Photo-based referring expression data
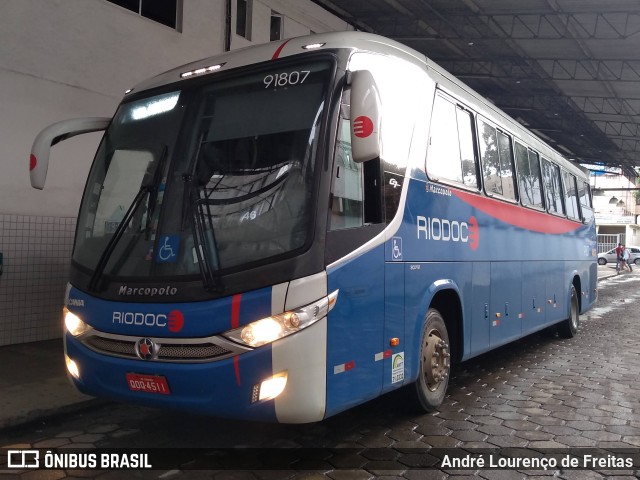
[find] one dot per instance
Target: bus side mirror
(365, 117)
(57, 132)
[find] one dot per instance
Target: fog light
(72, 368)
(74, 324)
(270, 388)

__Task details__. Verbatim copy with pictures excluded: write out the records above in full.

__Response area__.
[find] one dot per instance
Target: bus side mirror
(365, 117)
(57, 132)
[find] one dot per instance
Target: fog light
(72, 368)
(74, 324)
(270, 388)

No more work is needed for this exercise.